---------- DATASET RECORDS

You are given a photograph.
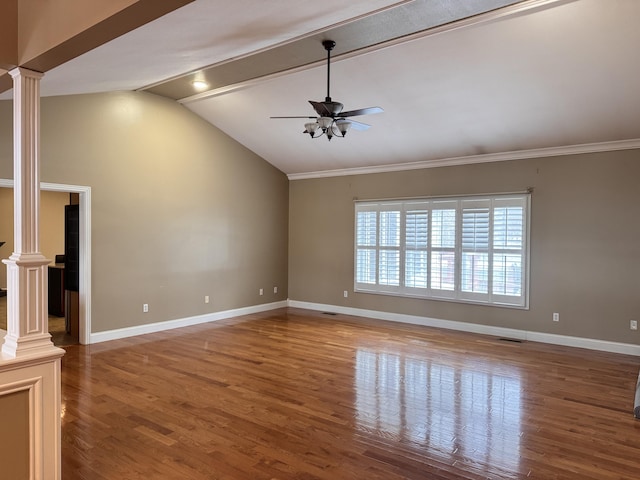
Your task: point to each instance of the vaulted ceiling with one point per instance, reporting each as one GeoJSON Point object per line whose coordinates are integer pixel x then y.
{"type": "Point", "coordinates": [459, 82]}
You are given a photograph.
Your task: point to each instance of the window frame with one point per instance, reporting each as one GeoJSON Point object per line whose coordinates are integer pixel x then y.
{"type": "Point", "coordinates": [461, 205]}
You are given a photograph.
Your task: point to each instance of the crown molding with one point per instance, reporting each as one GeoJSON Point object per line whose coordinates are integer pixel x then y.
{"type": "Point", "coordinates": [473, 159]}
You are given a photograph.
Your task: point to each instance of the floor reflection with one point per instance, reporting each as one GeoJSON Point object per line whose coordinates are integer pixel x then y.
{"type": "Point", "coordinates": [463, 413]}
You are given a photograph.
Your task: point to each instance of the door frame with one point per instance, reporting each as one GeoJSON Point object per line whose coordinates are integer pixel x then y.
{"type": "Point", "coordinates": [84, 292]}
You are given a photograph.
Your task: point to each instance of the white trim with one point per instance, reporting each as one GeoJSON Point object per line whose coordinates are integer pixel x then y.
{"type": "Point", "coordinates": [550, 338]}
{"type": "Point", "coordinates": [127, 332]}
{"type": "Point", "coordinates": [473, 159]}
{"type": "Point", "coordinates": [84, 293]}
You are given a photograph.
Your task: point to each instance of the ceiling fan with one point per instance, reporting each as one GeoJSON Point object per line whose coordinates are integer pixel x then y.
{"type": "Point", "coordinates": [331, 120]}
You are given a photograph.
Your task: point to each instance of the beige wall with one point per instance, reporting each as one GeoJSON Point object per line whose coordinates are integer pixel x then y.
{"type": "Point", "coordinates": [51, 226]}
{"type": "Point", "coordinates": [179, 210]}
{"type": "Point", "coordinates": [585, 241]}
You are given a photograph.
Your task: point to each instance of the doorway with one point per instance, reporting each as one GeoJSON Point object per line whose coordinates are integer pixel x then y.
{"type": "Point", "coordinates": [84, 254]}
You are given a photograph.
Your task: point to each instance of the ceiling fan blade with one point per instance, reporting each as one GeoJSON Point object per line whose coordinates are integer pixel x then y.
{"type": "Point", "coordinates": [362, 111]}
{"type": "Point", "coordinates": [297, 117]}
{"type": "Point", "coordinates": [320, 108]}
{"type": "Point", "coordinates": [358, 125]}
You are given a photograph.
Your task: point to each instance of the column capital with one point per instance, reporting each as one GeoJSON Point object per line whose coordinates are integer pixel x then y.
{"type": "Point", "coordinates": [25, 72]}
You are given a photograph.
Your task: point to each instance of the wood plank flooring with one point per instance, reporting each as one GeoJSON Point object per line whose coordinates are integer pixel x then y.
{"type": "Point", "coordinates": [293, 394]}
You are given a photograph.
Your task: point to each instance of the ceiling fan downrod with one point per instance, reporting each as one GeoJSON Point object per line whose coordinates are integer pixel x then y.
{"type": "Point", "coordinates": [328, 46]}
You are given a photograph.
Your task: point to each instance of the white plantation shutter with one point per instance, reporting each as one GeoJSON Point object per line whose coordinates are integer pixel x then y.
{"type": "Point", "coordinates": [443, 248]}
{"type": "Point", "coordinates": [469, 249]}
{"type": "Point", "coordinates": [474, 263]}
{"type": "Point", "coordinates": [416, 242]}
{"type": "Point", "coordinates": [509, 262]}
{"type": "Point", "coordinates": [366, 241]}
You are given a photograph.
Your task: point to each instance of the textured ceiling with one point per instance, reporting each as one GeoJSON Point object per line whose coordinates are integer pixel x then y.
{"type": "Point", "coordinates": [459, 81]}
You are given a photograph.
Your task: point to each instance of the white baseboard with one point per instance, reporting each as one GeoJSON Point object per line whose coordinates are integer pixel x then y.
{"type": "Point", "coordinates": [181, 322]}
{"type": "Point", "coordinates": [567, 341]}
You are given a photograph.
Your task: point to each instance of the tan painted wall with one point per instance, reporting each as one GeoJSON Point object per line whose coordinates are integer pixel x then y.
{"type": "Point", "coordinates": [585, 241]}
{"type": "Point", "coordinates": [179, 210]}
{"type": "Point", "coordinates": [14, 439]}
{"type": "Point", "coordinates": [51, 226]}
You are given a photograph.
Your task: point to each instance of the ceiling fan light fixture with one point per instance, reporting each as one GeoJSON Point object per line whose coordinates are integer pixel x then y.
{"type": "Point", "coordinates": [325, 122]}
{"type": "Point", "coordinates": [343, 126]}
{"type": "Point", "coordinates": [311, 128]}
{"type": "Point", "coordinates": [331, 120]}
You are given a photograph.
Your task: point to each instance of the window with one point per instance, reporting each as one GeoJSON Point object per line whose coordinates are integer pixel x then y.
{"type": "Point", "coordinates": [467, 249]}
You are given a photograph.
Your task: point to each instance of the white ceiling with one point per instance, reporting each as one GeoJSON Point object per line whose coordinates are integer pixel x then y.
{"type": "Point", "coordinates": [538, 75]}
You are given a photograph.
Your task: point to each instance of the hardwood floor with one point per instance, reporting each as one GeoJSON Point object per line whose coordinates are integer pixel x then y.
{"type": "Point", "coordinates": [293, 394]}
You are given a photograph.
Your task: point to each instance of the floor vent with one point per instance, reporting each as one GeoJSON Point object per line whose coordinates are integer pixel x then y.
{"type": "Point", "coordinates": [513, 340]}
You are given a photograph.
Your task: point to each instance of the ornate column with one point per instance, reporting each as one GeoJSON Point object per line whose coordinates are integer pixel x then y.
{"type": "Point", "coordinates": [29, 362]}
{"type": "Point", "coordinates": [27, 315]}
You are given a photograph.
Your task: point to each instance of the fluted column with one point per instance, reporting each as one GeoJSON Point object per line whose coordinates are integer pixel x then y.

--------------------

WHAT THE TASK REQUIRES: Extract all the data above exactly, excluding every picture.

RESPONSE:
You are given a photograph.
Your task: point to each instance of the vaulted ceiling with one point per instance, reporting each as one GeoJSON Point object per line whose coordinates are integer pixel x then y.
{"type": "Point", "coordinates": [459, 82]}
You are given a photograph.
Your task: point to each instance of the window frame with one point per instance, reporting each as one GeoJSON Point object per line whose coordinates are integer pixel x then y.
{"type": "Point", "coordinates": [461, 205]}
You are given a photograph.
Your task: point to each instance of the crown molding with one point per instance, reporting each as one GeoJSON Point object per line whose coordinates are integer pixel x then y.
{"type": "Point", "coordinates": [473, 159]}
You are given a photograph.
Your task: point to each instance of the floor reflection with one point per instance, reporting each as one GeoJSON Point object per line whose coordinates are integer pixel x then y.
{"type": "Point", "coordinates": [463, 413]}
You are given a photograph.
Your task: point to each instance of the door frame with one point per instance, reporting each as one GeoJSON Point object per line whose coordinates are integer pixel x then y.
{"type": "Point", "coordinates": [84, 292]}
You are given a photograph.
Your task: point to each instance of the white trim with one point per instance, reporting each as one GeoJSON Point object per line whose coordinates are integer pixel x then y.
{"type": "Point", "coordinates": [550, 338]}
{"type": "Point", "coordinates": [127, 332]}
{"type": "Point", "coordinates": [473, 159]}
{"type": "Point", "coordinates": [84, 293]}
You are given a photograph.
Your task: point to each instance of the ceiling fan with one point per instance, reporting each as one GeoJSON Point object per line whose coordinates are integer pixel x then y.
{"type": "Point", "coordinates": [331, 120]}
You are given a photograph.
Your task: point to each instance of the beige wall with one point per instance, reporting each as one GeoJSON Point object per line whose coordinates are integer pixel x then y.
{"type": "Point", "coordinates": [51, 226]}
{"type": "Point", "coordinates": [179, 210]}
{"type": "Point", "coordinates": [585, 241]}
You are given a photograph.
Your task: point to each instance of the doorway with one point per instance, reporting each as one GeoJSON Point object per line whose coordinates are integer pixel x then y.
{"type": "Point", "coordinates": [84, 254]}
You are given a photograph.
Your task: point to each instance of the ceiling fan blade with one point per instance, reporting each as one GeoJSON Point object per line whose coordinates are integer pixel x then y.
{"type": "Point", "coordinates": [362, 111]}
{"type": "Point", "coordinates": [297, 117]}
{"type": "Point", "coordinates": [320, 108]}
{"type": "Point", "coordinates": [358, 125]}
You are given a photograph.
Your task: point to each instance of the column capital with one point per instance, reporting each as one GeoJSON Point object per line whose coordinates are integer pixel x then y.
{"type": "Point", "coordinates": [25, 72]}
You are given a photograph.
Your task: point to each instance of the wood plank flooring with one point per instance, reporting each as one GeoJSON Point object per line whose coordinates are integer pixel x then y.
{"type": "Point", "coordinates": [293, 394]}
You are given a photograph.
Your task: point to each instance of the ceiling fan downrod with one point per instance, reporting each as one GeoJSON Point object per line whose coordinates are integer pixel x then y.
{"type": "Point", "coordinates": [328, 46]}
You are given a photograph.
Your task: point to each instance of the white plantation shutter with one point per instance, reporting each as one GeoJSON Point object per line whose coordinates are integer pixel x then y.
{"type": "Point", "coordinates": [443, 248]}
{"type": "Point", "coordinates": [469, 249]}
{"type": "Point", "coordinates": [474, 263]}
{"type": "Point", "coordinates": [416, 242]}
{"type": "Point", "coordinates": [509, 262]}
{"type": "Point", "coordinates": [366, 241]}
You are given a photograph.
Your task: point to each instance of the textured ceiling with one point per instance, reporting each as one GeoJSON Point object per line whose coordinates are integer pixel x then y.
{"type": "Point", "coordinates": [459, 81]}
You are given a photograph.
Your task: point to each instance of the white baseboard with one point per instance, reporting each as one GeoJSON Point object per line whose coordinates are integer pixel x then y.
{"type": "Point", "coordinates": [181, 322]}
{"type": "Point", "coordinates": [567, 341]}
You are given a photograph.
Your task: point to each instance of the tan painted wall with one point per instance, reporting each as one GeoJSON Point object per line whose coordinates are integer pixel x then y.
{"type": "Point", "coordinates": [585, 241]}
{"type": "Point", "coordinates": [179, 210]}
{"type": "Point", "coordinates": [14, 439]}
{"type": "Point", "coordinates": [51, 226]}
You are given a photograph.
Your task: point to each instance of the ceiling fan light fixture with one point per instance, reporting each as one GeoJSON Point object per line whose coordinates are integer pixel x then y.
{"type": "Point", "coordinates": [325, 122]}
{"type": "Point", "coordinates": [343, 126]}
{"type": "Point", "coordinates": [311, 128]}
{"type": "Point", "coordinates": [331, 120]}
You are given a photograph.
Your task: point to each instance of the window with one point per instance, reporting each as one GeoJSON Point object per line whose coordinates are integer pixel x then y.
{"type": "Point", "coordinates": [467, 249]}
You are given a photograph.
Your task: point to each instance of the white ceiling with one point per instance, reporting each as one GeoJSON Point object per line whose coordinates are integer pixel x then y.
{"type": "Point", "coordinates": [538, 75]}
You are given a photograph.
Your task: point to each instance of the hardwood floor with one point per instance, reporting each as one GeoJSON Point object per line whose coordinates are integer pixel x then y.
{"type": "Point", "coordinates": [293, 394]}
You are given a photograph.
Your task: point to each instance of the floor vent with one point per instance, reporting each as one GeoJSON Point object per line whose coordinates are integer pixel x then y.
{"type": "Point", "coordinates": [513, 340]}
You are given a photograph.
Your task: point to each instance of the ornate column with one point per instance, reporting each as one GeoJSON Point object per line whose coordinates are integer pixel x then y.
{"type": "Point", "coordinates": [29, 362]}
{"type": "Point", "coordinates": [27, 315]}
You are given a photograph.
Your task: point to each instance of the fluted column with one point per instance, reporting each as one GeoJSON Point object per line whose coordinates are integer pixel x then y.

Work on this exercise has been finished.